What the task asks
Reproduce the data word for word, from the line containing "Task: Where can the rock" through the final line of the data, both included.

** START OF Data provided **

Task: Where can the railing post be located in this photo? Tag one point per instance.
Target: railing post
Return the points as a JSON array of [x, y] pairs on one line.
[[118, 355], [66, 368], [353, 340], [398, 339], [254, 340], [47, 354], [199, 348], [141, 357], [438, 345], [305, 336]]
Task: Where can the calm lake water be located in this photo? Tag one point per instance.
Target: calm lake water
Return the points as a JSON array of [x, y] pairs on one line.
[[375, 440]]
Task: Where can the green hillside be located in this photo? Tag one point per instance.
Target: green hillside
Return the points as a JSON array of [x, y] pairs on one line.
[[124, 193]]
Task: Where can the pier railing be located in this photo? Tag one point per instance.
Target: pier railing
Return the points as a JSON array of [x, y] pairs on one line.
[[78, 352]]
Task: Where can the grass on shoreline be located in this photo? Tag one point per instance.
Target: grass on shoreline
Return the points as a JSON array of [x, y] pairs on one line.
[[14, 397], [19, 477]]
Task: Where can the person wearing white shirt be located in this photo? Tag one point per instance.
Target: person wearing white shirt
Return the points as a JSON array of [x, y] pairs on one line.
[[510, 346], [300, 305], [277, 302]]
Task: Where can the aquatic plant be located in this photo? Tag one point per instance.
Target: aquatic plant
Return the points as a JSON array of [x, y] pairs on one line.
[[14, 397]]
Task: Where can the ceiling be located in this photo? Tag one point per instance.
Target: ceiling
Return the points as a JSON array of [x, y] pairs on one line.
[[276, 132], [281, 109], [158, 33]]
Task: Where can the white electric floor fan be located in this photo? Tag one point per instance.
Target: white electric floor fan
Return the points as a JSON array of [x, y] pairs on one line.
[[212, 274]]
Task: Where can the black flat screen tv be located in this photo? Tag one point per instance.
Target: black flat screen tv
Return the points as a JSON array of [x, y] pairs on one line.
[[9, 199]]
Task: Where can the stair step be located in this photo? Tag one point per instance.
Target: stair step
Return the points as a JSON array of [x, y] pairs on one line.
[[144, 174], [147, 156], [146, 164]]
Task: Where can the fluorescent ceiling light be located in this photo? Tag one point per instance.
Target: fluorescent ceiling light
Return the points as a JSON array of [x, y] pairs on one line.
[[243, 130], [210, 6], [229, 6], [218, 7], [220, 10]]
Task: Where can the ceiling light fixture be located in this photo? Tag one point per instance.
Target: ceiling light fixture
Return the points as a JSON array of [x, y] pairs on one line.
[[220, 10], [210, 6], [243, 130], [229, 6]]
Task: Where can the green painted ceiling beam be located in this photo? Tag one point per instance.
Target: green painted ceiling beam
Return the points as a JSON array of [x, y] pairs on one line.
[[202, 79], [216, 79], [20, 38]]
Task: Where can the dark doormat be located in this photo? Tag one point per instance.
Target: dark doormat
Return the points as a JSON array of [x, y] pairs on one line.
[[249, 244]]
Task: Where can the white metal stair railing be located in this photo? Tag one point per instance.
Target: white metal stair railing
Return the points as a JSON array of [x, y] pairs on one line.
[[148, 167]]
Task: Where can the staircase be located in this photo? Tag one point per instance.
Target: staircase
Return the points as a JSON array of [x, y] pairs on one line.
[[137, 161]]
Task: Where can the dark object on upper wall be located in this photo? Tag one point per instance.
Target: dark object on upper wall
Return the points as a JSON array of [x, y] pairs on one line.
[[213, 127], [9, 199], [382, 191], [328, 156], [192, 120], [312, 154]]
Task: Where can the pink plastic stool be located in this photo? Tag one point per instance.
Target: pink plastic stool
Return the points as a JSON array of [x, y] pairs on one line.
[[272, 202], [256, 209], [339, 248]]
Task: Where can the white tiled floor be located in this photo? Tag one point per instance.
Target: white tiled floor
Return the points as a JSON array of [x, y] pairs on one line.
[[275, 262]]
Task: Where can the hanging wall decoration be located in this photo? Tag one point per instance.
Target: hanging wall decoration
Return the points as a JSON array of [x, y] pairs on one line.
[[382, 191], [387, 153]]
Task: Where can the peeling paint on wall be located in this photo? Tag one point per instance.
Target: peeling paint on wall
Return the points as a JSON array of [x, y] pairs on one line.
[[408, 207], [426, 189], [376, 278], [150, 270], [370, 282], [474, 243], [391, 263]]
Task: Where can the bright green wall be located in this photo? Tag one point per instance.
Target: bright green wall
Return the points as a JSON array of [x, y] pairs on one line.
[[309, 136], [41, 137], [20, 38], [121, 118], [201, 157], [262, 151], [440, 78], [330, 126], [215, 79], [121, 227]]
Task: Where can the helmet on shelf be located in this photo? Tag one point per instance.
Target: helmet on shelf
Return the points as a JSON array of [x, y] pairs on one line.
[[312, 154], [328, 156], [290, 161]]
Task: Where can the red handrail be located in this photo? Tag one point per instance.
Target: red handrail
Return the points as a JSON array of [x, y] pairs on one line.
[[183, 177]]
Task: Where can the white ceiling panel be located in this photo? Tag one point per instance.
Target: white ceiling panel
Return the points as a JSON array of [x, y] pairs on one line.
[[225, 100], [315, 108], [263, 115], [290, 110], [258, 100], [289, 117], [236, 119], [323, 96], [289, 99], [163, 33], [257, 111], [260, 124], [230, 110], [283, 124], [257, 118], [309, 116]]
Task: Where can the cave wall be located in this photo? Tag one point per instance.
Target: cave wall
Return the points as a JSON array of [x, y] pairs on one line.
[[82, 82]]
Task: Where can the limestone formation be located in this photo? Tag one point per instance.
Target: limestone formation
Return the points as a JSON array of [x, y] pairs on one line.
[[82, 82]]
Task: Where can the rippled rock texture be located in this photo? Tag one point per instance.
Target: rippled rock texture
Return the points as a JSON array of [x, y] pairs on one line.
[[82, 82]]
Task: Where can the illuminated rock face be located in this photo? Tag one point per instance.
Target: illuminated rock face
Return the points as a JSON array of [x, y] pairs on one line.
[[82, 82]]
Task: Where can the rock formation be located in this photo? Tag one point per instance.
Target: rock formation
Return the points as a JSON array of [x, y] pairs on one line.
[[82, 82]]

** END OF Data provided **

Output for this exercise
Task: Where can the rock formation be located in this photo? Tag one point per instance.
Target: rock formation
Return the points as a JSON array of [x, y] pairs on one line.
[[82, 82]]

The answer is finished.